**Problem description**
In the text on medical technologies, rewrite the part starting with "Medical technologies are" and going on through "available to them?", changing "patients" to "people" throughout.

**Passage provided**

Medical technologies are an important component of medical care and can provide significant positive benefits to patients. Medical technologies can advance the identification and treatment of disease, can provide for more comfortable treatment regimes and reduce pain, offer new treatment options for ill individuals where none previously existed, and can provide a safer environment for both patients and providers fortunate enough to have access to them. In many cases, medical technologies can accomplish these improvements cost effectively, and in some cases can reduce costs while improving outcomes. So how good is Canada’s health care system at ensuring that patients have high-tech health care available to them?

**Records provided**
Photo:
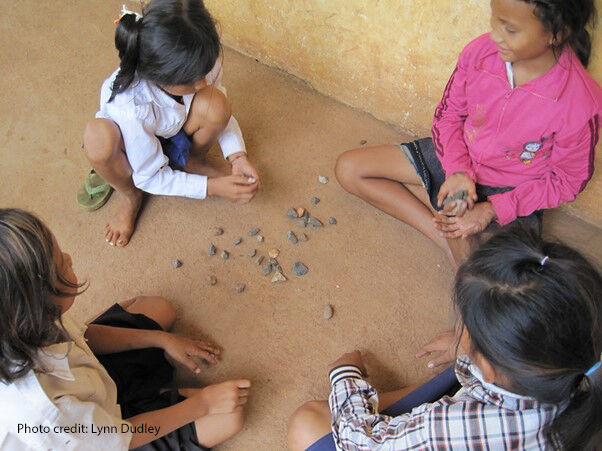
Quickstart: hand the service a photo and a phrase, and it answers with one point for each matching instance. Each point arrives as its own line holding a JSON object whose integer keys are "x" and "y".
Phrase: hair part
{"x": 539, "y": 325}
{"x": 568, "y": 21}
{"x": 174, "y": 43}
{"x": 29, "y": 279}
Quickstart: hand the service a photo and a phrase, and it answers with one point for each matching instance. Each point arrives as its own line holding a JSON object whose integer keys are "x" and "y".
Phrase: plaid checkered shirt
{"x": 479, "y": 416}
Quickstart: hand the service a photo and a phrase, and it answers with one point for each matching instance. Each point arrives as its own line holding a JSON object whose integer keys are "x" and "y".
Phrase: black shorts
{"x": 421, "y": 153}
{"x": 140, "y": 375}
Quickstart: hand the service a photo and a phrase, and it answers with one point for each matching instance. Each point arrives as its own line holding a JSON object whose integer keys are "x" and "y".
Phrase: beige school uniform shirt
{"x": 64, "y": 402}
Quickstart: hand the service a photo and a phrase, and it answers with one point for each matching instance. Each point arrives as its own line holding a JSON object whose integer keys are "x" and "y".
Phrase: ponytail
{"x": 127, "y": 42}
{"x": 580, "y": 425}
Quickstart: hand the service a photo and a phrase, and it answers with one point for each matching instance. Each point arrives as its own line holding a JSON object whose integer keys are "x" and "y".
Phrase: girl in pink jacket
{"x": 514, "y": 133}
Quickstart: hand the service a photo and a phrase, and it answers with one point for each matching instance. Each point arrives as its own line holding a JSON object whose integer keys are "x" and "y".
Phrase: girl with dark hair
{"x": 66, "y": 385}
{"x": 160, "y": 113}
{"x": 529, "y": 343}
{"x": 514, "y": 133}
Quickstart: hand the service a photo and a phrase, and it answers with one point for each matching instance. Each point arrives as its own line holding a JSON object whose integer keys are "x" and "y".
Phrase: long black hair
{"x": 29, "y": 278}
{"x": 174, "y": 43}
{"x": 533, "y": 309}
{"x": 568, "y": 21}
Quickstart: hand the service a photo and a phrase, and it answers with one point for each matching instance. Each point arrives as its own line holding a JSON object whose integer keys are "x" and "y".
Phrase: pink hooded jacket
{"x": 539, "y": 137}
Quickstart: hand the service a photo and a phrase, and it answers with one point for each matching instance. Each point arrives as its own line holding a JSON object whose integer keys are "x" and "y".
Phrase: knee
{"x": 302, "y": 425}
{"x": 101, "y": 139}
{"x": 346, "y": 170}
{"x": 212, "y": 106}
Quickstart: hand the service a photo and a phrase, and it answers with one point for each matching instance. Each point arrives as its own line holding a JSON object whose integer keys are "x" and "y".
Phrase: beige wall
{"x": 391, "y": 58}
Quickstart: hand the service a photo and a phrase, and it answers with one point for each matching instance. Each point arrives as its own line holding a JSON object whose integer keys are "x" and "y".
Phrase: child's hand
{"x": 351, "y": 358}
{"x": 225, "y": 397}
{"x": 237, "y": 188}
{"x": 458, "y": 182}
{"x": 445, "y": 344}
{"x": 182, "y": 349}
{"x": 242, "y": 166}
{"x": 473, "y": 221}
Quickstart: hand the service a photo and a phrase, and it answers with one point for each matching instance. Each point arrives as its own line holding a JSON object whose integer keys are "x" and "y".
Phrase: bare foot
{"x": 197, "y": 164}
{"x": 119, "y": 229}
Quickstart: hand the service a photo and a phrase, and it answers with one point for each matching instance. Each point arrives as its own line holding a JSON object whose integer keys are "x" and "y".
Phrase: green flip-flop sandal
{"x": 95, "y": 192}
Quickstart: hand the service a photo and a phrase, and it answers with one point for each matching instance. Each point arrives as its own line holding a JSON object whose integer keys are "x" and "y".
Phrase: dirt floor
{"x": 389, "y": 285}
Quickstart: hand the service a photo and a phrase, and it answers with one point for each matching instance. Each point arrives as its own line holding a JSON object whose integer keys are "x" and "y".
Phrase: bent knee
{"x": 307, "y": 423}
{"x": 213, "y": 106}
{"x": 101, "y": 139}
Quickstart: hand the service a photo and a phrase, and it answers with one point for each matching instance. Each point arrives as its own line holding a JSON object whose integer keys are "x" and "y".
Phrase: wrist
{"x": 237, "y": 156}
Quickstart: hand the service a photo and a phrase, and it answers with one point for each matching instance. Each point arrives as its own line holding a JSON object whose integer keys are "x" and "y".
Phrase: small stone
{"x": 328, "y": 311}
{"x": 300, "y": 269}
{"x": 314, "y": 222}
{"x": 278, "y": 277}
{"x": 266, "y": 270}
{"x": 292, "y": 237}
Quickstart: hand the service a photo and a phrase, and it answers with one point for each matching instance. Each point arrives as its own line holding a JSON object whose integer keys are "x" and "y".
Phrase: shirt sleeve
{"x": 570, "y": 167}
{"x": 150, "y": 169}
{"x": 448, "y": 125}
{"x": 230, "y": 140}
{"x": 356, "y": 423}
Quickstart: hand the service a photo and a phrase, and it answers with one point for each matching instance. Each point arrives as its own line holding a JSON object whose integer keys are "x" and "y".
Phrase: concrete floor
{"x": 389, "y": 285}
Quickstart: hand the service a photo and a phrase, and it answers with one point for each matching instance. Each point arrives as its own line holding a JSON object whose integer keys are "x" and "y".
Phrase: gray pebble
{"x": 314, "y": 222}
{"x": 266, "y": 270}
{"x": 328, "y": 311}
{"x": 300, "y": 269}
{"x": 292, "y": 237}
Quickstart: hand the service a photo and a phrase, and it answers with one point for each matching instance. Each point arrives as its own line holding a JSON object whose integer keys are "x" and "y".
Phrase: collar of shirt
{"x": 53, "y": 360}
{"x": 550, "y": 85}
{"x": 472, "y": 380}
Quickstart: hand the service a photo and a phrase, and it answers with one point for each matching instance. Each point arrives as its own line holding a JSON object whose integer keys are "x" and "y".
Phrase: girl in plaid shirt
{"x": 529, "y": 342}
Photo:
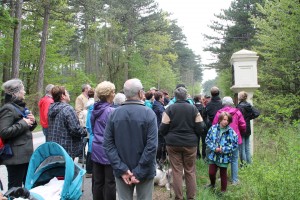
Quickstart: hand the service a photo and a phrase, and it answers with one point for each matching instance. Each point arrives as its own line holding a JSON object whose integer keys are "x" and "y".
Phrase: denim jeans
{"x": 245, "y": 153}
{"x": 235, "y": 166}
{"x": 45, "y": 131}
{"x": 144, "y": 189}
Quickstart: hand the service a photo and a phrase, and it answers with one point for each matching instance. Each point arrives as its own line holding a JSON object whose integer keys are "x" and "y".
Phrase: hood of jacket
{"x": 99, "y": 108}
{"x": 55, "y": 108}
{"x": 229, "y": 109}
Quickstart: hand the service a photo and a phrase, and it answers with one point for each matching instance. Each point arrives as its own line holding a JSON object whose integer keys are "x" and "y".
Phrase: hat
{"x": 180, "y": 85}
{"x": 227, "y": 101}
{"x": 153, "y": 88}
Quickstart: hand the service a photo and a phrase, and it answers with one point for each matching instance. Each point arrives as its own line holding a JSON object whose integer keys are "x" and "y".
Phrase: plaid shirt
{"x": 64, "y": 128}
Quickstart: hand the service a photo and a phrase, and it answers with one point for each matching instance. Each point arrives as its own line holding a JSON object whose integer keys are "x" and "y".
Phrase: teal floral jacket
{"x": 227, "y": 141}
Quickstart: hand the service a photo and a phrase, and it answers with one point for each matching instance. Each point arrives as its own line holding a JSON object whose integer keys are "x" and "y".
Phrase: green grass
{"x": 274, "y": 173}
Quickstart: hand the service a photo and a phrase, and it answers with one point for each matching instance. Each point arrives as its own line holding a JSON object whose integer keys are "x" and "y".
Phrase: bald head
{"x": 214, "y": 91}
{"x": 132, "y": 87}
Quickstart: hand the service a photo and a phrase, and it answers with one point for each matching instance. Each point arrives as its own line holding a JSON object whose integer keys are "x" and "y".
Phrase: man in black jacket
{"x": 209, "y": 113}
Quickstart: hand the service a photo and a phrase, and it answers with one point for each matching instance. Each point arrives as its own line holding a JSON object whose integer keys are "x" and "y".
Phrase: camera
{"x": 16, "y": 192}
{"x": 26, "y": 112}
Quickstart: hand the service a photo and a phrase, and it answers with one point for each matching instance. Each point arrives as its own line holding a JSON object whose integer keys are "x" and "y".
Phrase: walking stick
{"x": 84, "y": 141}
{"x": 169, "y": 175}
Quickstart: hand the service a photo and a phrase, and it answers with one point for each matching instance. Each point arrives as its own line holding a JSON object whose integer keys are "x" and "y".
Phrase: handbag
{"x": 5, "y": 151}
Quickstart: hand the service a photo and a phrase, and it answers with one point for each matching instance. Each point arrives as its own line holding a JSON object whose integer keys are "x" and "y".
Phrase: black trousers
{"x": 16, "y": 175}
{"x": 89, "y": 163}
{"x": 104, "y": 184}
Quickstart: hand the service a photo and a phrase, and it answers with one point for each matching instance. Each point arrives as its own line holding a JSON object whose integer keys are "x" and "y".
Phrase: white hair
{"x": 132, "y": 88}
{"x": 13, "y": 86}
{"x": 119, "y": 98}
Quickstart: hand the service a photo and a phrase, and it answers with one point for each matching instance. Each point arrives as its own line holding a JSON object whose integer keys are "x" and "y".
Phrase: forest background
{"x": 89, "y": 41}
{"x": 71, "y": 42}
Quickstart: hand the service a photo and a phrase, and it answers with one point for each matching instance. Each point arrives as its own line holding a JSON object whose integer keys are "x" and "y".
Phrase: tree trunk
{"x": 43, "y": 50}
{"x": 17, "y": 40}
...
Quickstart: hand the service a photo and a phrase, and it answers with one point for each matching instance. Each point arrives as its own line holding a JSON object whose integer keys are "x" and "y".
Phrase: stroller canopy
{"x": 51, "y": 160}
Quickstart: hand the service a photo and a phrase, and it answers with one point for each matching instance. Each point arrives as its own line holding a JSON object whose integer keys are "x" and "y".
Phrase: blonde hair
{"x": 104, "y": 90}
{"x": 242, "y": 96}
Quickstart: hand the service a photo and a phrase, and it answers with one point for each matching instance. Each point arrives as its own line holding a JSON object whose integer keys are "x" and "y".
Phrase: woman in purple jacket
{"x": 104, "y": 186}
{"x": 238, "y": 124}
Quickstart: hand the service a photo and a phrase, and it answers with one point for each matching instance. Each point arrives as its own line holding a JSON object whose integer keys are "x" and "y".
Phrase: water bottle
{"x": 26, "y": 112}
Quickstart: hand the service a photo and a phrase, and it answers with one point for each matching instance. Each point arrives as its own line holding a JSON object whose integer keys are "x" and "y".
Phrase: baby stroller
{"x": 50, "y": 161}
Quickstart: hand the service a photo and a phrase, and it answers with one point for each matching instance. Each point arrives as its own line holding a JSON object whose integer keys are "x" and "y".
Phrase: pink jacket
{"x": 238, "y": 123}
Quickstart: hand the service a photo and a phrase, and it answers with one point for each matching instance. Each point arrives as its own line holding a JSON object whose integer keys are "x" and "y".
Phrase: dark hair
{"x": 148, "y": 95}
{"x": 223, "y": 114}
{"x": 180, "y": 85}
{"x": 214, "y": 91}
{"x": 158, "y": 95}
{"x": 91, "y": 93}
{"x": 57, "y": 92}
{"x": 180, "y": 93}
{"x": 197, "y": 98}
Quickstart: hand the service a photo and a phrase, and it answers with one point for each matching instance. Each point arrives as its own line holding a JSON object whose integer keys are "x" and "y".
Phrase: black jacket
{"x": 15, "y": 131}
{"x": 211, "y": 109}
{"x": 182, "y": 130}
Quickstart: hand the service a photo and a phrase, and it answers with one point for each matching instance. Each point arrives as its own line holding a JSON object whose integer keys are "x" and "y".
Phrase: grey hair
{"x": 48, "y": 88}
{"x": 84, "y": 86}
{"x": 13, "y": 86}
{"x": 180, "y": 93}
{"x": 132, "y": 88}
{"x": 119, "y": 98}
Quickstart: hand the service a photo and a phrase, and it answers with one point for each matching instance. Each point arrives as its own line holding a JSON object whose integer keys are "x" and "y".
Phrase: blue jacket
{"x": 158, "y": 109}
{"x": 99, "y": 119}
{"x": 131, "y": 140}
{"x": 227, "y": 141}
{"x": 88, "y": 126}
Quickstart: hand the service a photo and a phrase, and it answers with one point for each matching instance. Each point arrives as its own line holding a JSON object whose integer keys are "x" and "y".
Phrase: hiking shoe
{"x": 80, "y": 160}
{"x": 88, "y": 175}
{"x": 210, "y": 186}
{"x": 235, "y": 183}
---
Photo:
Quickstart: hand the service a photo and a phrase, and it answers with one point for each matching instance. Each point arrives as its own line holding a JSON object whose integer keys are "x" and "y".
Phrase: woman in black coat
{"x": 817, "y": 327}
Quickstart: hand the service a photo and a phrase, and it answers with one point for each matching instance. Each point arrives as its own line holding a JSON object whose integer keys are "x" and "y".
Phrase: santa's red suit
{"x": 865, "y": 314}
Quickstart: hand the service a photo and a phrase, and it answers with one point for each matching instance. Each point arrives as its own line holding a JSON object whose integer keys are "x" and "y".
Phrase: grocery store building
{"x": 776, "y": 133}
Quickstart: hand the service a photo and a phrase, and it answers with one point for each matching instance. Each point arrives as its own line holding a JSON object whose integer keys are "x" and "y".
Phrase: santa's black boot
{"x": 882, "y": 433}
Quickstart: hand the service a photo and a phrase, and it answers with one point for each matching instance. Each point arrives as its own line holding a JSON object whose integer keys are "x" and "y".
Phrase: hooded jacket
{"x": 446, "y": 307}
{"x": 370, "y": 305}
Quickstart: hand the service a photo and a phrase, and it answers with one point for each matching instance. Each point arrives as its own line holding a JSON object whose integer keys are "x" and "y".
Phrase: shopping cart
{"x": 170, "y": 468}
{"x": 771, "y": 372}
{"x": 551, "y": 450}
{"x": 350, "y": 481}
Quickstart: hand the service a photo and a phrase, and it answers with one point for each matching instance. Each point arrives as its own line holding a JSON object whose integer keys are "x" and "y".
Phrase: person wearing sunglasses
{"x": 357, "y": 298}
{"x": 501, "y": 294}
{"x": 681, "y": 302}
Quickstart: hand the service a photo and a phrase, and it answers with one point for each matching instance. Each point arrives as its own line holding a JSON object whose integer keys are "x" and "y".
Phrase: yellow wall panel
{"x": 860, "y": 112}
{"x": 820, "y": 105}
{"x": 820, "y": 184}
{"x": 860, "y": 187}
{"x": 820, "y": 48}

**Reply**
Medical technologies are an important component of medical care and can provide significant positive benefits to people. Medical technologies can advance the identification and treatment of disease, can provide for more comfortable treatment regimes and reduce pain, offer new treatment options for ill individuals where none previously existed, and can provide a safer environment for both people and providers fortunate enough to have access to them. In many cases, medical technologies can accomplish these improvements cost effectively, and in some cases can reduce costs while improving outcomes. So how good is Canada’s health care system at ensuring that people have high-tech health care available to them?